# Activity
Each entry must be duplicated precisely, with nothing left out.
*** Records for the exercise ***
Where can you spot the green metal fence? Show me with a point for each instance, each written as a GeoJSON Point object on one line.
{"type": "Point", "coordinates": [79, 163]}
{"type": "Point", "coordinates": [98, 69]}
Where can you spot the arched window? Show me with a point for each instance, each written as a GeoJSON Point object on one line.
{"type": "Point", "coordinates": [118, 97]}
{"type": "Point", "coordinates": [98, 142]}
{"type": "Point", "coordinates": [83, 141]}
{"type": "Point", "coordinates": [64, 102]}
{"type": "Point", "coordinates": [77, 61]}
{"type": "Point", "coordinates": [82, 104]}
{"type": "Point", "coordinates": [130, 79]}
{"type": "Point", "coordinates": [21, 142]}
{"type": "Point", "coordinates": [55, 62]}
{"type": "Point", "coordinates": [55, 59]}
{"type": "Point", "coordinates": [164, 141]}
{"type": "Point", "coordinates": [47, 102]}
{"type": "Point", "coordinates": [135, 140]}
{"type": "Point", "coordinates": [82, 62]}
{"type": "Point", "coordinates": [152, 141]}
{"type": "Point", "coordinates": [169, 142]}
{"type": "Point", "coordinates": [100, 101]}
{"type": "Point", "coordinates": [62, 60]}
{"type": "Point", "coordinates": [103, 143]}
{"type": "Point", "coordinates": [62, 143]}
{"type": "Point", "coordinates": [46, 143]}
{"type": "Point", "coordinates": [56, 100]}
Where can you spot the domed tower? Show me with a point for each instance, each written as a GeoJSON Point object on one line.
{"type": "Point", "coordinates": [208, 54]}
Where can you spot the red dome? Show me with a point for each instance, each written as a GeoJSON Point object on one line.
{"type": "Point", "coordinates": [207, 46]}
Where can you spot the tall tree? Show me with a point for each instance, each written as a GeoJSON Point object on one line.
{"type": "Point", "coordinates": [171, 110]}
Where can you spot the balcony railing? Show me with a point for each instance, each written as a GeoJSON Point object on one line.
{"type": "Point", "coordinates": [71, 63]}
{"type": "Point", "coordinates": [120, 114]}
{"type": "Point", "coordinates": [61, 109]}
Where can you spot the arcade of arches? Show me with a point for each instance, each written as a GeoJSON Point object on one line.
*** End of Records for the exercise ***
# Solved problem
Where can you spot the green metal fence? Show me with a point for each instance, each written as a GeoJSON Point object on one line.
{"type": "Point", "coordinates": [79, 163]}
{"type": "Point", "coordinates": [98, 69]}
Where can you spot the arched window? Show me with a point for each instance, each written as a GeoJSON Point object on one line.
{"type": "Point", "coordinates": [118, 97]}
{"type": "Point", "coordinates": [98, 142]}
{"type": "Point", "coordinates": [83, 141]}
{"type": "Point", "coordinates": [64, 102]}
{"type": "Point", "coordinates": [77, 61]}
{"type": "Point", "coordinates": [82, 104]}
{"type": "Point", "coordinates": [130, 79]}
{"type": "Point", "coordinates": [21, 142]}
{"type": "Point", "coordinates": [55, 62]}
{"type": "Point", "coordinates": [55, 59]}
{"type": "Point", "coordinates": [164, 141]}
{"type": "Point", "coordinates": [47, 102]}
{"type": "Point", "coordinates": [135, 140]}
{"type": "Point", "coordinates": [82, 62]}
{"type": "Point", "coordinates": [152, 141]}
{"type": "Point", "coordinates": [169, 142]}
{"type": "Point", "coordinates": [100, 101]}
{"type": "Point", "coordinates": [62, 60]}
{"type": "Point", "coordinates": [103, 143]}
{"type": "Point", "coordinates": [62, 143]}
{"type": "Point", "coordinates": [46, 143]}
{"type": "Point", "coordinates": [56, 100]}
Where can you spot the domed tower? Show me with a point for each instance, each written as a GeoJSON Point object on one line.
{"type": "Point", "coordinates": [208, 54]}
Where can you spot the red dome? Show me with a point for each instance, each written as a GeoJSON Point object on one line.
{"type": "Point", "coordinates": [207, 46]}
Where can you spot the tall tree? Show me with a point for each instance, each written as a GeoJSON Point object on one line.
{"type": "Point", "coordinates": [171, 110]}
Where can you spot the balcony railing? Show me with a point for each instance, each written as a GeoJSON Point object on one line.
{"type": "Point", "coordinates": [71, 63]}
{"type": "Point", "coordinates": [120, 114]}
{"type": "Point", "coordinates": [61, 109]}
Where can you spot the arcade of arches? Show me with a point for each instance, each written as a GeoJSON Point object on one line.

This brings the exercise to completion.